DATA TO USE —

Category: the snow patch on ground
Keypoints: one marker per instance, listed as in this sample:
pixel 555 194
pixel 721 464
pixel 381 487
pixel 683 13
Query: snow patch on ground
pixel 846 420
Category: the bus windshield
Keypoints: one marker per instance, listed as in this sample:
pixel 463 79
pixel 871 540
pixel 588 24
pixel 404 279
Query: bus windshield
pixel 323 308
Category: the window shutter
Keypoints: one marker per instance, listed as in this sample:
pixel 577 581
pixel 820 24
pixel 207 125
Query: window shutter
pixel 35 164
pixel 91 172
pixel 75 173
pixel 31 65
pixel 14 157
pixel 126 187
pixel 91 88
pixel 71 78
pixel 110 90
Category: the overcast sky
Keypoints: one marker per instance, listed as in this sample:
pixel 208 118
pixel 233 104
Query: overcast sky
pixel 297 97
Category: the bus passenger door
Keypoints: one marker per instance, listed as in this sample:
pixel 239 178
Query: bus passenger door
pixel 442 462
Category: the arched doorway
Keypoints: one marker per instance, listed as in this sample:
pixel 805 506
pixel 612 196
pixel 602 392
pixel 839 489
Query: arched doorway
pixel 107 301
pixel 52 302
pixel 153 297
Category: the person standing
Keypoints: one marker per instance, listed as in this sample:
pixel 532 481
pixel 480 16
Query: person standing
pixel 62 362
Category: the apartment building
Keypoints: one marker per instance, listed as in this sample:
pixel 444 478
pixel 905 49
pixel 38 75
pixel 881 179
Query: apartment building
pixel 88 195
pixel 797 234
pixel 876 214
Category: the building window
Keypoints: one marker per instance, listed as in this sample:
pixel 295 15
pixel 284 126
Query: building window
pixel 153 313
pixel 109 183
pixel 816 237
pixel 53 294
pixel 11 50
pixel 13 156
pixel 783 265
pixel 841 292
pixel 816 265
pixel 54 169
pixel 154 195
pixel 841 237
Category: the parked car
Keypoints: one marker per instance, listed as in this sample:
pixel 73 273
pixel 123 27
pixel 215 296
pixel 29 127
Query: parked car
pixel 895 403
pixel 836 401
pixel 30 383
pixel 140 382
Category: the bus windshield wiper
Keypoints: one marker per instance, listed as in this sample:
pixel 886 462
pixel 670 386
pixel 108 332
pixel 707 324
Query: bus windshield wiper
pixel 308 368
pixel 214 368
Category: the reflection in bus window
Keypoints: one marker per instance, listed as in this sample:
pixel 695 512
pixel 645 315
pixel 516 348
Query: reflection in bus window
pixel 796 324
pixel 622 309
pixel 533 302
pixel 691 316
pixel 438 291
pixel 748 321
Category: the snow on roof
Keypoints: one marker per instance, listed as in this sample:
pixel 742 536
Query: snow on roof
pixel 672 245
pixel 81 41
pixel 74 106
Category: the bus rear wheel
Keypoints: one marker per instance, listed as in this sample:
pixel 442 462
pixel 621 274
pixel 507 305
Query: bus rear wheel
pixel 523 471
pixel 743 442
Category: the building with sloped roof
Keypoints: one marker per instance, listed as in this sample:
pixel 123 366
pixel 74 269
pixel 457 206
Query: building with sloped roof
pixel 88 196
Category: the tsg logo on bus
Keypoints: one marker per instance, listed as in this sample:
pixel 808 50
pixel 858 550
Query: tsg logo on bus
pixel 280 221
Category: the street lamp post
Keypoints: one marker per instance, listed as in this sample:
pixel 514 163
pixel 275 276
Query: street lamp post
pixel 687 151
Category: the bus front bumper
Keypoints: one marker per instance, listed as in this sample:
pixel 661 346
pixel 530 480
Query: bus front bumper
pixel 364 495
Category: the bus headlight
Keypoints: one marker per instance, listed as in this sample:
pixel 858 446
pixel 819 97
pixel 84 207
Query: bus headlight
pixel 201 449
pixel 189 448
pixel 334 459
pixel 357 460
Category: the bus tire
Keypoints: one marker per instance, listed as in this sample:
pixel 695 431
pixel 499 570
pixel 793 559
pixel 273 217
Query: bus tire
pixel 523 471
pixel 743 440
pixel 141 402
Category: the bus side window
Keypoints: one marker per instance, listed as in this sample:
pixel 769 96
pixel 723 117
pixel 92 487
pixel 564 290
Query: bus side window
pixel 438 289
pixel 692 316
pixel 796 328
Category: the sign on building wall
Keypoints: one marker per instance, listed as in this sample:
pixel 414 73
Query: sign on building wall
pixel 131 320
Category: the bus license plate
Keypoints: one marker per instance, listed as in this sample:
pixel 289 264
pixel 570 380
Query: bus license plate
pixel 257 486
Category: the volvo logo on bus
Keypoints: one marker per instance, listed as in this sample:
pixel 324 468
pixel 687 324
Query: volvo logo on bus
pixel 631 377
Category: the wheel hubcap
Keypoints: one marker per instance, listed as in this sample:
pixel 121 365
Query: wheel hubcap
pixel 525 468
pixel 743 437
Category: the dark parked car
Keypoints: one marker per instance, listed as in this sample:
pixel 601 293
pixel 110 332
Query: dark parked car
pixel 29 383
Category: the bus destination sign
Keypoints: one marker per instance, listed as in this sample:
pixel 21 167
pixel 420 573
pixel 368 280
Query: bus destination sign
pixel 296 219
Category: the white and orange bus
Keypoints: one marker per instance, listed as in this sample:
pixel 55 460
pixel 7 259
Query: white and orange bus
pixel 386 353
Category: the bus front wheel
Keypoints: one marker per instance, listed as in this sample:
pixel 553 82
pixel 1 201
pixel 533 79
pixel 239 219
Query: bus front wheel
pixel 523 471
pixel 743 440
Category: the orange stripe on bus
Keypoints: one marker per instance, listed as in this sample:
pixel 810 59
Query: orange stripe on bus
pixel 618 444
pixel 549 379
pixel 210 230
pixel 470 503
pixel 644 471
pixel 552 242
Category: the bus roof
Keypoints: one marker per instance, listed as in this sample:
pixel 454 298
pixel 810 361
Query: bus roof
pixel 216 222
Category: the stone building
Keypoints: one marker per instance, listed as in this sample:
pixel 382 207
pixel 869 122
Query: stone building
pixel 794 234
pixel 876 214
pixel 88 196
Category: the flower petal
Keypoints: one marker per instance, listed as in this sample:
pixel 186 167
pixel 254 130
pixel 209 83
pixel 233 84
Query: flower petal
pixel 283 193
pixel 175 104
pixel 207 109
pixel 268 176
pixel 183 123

WHAT IS ASKED — Arrange the lines of the records as a numbered list, from the line with "Category: the bus front bumper" to the line with "pixel 131 320", leaving out any blank lines.

EXERCISE ANSWER —
1. Category: the bus front bumper
2. Keypoints: one marker per instance, listed as in this sample:
3. pixel 661 346
4. pixel 530 480
5. Query: bus front bumper
6. pixel 364 495
7. Category: the bus headlight
8. Keypoints: one marker per instance, listed as in this sample:
9. pixel 858 446
10. pixel 819 97
11. pixel 84 207
12. Query: bus headlight
13. pixel 201 449
14. pixel 189 448
15. pixel 334 459
16. pixel 357 460
17. Category: the bus tire
18. Keypoints: one marker per instance, listed as in this sample:
19. pixel 695 431
20. pixel 499 570
21. pixel 793 559
22. pixel 273 217
23. Query: bus tire
24. pixel 523 471
25. pixel 743 440
26. pixel 141 402
27. Category: the bus side window
28. Keypoints: one marker per instance, listed as in this sample:
29. pixel 769 96
30. pixel 723 117
31. pixel 92 487
32. pixel 564 290
33. Query: bus side window
34. pixel 438 289
35. pixel 692 316
36. pixel 796 328
37. Category: the sign on building wall
38. Keypoints: one marker per instance, listed as in this sample:
39. pixel 414 73
40. Query: sign on building wall
41. pixel 131 320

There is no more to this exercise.